[MATERIAL SHOWN Boundary: Start]

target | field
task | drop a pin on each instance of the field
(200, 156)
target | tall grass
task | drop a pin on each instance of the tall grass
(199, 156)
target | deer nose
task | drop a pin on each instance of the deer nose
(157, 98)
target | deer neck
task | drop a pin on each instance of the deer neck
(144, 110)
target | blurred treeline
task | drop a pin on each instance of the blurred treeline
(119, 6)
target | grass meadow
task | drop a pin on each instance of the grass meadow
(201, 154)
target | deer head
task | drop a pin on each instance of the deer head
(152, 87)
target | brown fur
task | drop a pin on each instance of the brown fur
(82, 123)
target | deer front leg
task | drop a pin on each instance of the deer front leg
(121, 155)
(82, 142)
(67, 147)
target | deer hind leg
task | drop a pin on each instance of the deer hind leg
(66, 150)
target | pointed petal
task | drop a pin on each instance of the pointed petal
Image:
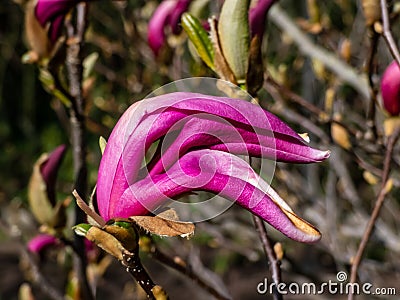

[MATERIAL SHOWN Boundary: End]

Among the lines of the data above, some may hold the word "pointed"; report how many, as a single number.

2